* Your goal *
The output should be the line containing "Target: tree foliage" and every later line of the records, exactly as written, and nothing else.

[Records from a dataset]
Start of Block

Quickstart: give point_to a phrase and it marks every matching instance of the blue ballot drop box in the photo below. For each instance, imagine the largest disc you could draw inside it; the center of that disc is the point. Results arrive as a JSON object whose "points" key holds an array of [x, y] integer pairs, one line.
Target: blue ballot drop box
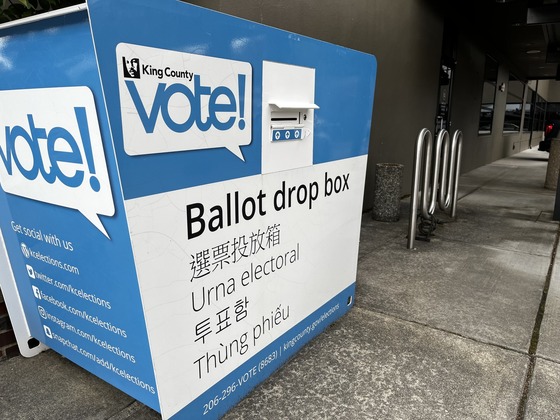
{"points": [[181, 194]]}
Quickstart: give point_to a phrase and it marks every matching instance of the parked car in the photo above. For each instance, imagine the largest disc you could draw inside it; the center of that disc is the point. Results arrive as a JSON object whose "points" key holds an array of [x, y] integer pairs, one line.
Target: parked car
{"points": [[551, 131]]}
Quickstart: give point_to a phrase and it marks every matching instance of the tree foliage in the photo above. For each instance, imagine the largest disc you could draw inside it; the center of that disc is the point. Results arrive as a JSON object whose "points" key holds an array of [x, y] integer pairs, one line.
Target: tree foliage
{"points": [[17, 9]]}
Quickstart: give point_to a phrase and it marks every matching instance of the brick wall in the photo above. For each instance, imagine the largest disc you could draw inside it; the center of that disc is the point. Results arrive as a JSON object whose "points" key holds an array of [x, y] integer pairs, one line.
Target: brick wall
{"points": [[8, 346]]}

End of Block

* Expected answer *
Target: tree foliage
{"points": [[17, 9]]}
Quickstart: give point_to a phrase and it marks every matching instance of the brick wall in the photo above. For each instance, imagine the largest disc you could draw inside it; the center of that disc is the point. Results arrive as a JSON object whose "points" key holds an array of [x, y] integer pairs, one line.
Target: brick wall
{"points": [[8, 346]]}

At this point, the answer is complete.